— start Provided material —
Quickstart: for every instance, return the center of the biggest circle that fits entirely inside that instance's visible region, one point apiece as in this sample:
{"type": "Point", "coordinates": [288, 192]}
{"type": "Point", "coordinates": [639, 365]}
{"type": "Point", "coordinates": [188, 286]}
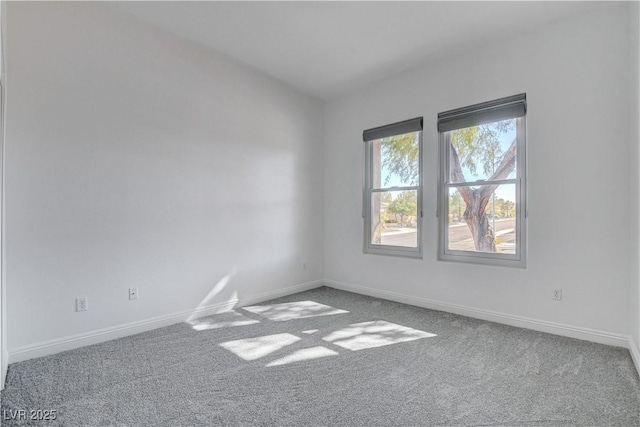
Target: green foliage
{"type": "Point", "coordinates": [406, 204]}
{"type": "Point", "coordinates": [400, 157]}
{"type": "Point", "coordinates": [479, 146]}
— end Provided material —
**Description of the task**
Lay out every line of the material above as a Markdown table with the columns No. and Line, numbering the rows and skipping blank lines. Leave the pictures out.

**Worked solution**
| No. | Line |
|---|---|
| 1 | Quickstart: for every instance, return the center of the biggest circle that fits entirely inside that instance's visible region, one point apiece as in this sample: |
| 2 | {"type": "Point", "coordinates": [288, 192]} |
| 3 | {"type": "Point", "coordinates": [639, 365]} |
| 4 | {"type": "Point", "coordinates": [188, 286]} |
| 5 | Target: green foliage |
| 6 | {"type": "Point", "coordinates": [406, 204]} |
| 7 | {"type": "Point", "coordinates": [400, 157]} |
| 8 | {"type": "Point", "coordinates": [479, 146]} |